## [TASK DETAILS]
Set down each line of the listing below without changing anything.

## [DATASET RECORDS]
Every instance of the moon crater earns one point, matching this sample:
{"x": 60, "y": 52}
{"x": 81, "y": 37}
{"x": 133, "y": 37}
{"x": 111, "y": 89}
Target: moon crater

## [RESPONSE BELOW]
Every instance of the moon crater earns one point, matching this sample:
{"x": 60, "y": 52}
{"x": 81, "y": 37}
{"x": 133, "y": 37}
{"x": 111, "y": 89}
Target: moon crater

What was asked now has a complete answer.